▸ **Source extract**
Popular multialignment programs include: clustalw, T-coffee, dialign [PMID: 18505568, 10222408], muscle [PMID: 15318951], MAFFT [PMID: 18372315], probcons [PMID: 15687296] and probalign [PMID: 16954142]. Which is the best in practice? You can find various benchmarks in the papers listed above. I only summarize based on my understanding. It is recommended to read their papers in case my summary is biased. Also, both accuracy and speed may vary a lot with different data sets. I can only give results based on the data used in their papers.
Firstly, these software can be divided into two groups: those performing global multiple alignment and those performing local multiple alignment. In global alignment, each residue of each sequence is required to be aligned. This category includes clustalw, T-coffee, muscle, probcons and probalign. In local alignment, some residues are allowed to be unaligned. Only segments that closely related are aligned together. This category includes dialign family and MAFFT. They can also perform global alignment.
Most benchmarks are designed for global aligners. The consensus seems to be:
- accuracy: probalign>probcons>MAFFT>muscle>T-coffee>>clustalw~dialign
- speed: clustalw~muscle>MAFFT>dialign>>probcons>probalign~T-coffee
Only MAFFT and dialign performs local alignment. The dialign paper claims that dialign is much more accurate. However, I doubt this largely depends on the definition of high-scoring segments. We can always find tighter alignment by excluding more residues.

▸ **Problems to work on**
1. Reproduce the stretch of the multialignment comparison from "Most benchmarks are" through "excluding more residues.", swapping "high-scoring segments" for "high-scoring regions".
2. According to the multialignment comparison, which program ranks highest in accuracy?
3. Decide whether each statement agrees with the multialignment comparison. Answer yes or no and quote the deciding words.
(a) In global alignment, every residue of every sequence must be aligned.
(b) Clustalw is among the fastest of the listed programs.
(c) Most benchmarks are designed for local aligners.

▸ **Source data**
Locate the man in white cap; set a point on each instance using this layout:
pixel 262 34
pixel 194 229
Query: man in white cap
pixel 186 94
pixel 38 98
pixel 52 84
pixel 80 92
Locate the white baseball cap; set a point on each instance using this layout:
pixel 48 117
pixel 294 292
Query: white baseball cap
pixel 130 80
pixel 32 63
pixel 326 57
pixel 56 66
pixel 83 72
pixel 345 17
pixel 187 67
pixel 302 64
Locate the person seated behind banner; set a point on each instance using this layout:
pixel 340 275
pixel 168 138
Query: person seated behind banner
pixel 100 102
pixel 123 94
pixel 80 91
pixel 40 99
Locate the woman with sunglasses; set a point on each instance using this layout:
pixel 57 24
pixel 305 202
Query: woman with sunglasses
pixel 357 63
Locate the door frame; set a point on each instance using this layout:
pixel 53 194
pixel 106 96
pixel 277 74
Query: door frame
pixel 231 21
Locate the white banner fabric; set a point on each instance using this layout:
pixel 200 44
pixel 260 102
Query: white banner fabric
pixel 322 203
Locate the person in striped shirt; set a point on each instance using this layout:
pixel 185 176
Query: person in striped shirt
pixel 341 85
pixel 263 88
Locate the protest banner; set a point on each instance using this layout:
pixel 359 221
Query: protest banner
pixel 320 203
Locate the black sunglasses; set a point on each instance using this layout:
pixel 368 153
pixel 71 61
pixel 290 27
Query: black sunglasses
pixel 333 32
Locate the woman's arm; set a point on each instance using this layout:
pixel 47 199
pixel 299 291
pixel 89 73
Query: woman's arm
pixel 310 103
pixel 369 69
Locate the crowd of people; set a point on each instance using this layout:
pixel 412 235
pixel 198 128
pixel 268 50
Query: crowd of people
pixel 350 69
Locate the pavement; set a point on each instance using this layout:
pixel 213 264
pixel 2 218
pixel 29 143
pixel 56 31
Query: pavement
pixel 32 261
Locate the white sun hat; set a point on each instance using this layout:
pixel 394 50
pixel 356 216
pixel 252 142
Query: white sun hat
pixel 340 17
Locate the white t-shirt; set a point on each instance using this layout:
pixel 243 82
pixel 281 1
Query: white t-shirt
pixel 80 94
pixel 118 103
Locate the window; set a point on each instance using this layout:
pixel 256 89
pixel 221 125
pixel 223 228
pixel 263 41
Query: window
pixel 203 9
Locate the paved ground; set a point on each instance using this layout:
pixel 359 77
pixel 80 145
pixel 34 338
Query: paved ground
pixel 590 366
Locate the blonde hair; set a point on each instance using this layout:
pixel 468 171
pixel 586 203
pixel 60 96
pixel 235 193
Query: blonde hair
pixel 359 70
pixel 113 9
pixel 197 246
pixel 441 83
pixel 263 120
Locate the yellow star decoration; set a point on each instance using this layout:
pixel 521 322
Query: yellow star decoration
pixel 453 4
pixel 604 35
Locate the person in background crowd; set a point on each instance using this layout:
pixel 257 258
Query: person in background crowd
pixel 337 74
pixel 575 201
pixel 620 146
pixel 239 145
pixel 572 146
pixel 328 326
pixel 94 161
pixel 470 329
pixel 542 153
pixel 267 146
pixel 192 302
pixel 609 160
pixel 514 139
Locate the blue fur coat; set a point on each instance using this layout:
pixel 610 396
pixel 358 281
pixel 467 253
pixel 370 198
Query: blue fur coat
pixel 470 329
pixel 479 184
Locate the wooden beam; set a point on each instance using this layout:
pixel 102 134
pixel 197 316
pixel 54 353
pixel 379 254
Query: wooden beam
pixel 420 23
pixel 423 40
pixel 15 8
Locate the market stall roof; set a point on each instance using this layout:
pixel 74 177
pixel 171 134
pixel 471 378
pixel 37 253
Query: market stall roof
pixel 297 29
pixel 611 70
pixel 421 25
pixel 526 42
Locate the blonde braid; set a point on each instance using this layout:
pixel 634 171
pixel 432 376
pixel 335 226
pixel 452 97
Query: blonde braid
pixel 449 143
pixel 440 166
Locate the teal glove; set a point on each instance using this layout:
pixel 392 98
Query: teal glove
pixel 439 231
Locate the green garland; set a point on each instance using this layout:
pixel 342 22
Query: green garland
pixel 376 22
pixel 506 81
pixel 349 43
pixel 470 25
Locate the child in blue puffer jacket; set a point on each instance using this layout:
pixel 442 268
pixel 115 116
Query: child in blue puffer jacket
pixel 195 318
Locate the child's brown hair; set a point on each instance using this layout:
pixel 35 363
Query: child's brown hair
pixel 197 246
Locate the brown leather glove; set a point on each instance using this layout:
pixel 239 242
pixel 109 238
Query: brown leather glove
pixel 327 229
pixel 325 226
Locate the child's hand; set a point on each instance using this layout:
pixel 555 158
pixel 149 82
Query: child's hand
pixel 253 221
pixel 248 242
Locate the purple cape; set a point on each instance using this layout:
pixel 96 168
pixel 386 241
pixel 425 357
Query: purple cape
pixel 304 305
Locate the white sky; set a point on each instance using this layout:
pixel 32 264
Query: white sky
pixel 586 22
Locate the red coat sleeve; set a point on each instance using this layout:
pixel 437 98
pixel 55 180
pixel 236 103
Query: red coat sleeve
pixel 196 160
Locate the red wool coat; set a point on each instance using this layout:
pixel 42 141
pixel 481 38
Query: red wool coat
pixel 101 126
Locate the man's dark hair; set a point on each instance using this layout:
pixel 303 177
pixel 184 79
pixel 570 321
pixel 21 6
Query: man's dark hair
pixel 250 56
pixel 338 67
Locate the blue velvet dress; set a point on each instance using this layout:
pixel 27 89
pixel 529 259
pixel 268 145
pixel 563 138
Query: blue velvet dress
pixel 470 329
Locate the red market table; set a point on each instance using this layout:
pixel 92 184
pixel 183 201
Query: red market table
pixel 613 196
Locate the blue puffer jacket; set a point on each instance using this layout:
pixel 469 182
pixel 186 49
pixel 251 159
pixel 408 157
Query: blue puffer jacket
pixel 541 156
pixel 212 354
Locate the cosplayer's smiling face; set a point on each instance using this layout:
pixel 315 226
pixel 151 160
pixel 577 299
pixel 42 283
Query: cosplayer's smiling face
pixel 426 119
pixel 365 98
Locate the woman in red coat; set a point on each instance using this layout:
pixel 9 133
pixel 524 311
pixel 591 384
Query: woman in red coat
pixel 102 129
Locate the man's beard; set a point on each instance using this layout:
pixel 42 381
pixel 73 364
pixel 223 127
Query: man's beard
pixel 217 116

▸ **Answers given**
1.
Most benchmarks are designed for global aligners. The consensus seems to be:
- accuracy: probalign>probcons>MAFFT>muscle>T-coffee>>clustalw~dialign
- speed: clustalw~muscle>MAFFT>dialign>>probcons>probalign~T-coffee
Only MAFFT and dialign performs local alignment. The dialign paper claims that dialign is much more accurate. However, I doubt this largely depends on the definition of high-scoring regions. We can always find tighter alignment by excluding more residues.

2. probalign

3.
(a) Yes: "In global alignment, each residue of each sequence is required to be aligned."
(b) Yes: "speed: clustalw~muscle>MAFFT>dialign>>probcons>probalign~T-coffee"
(c) No: "Most benchmarks are designed for global aligners."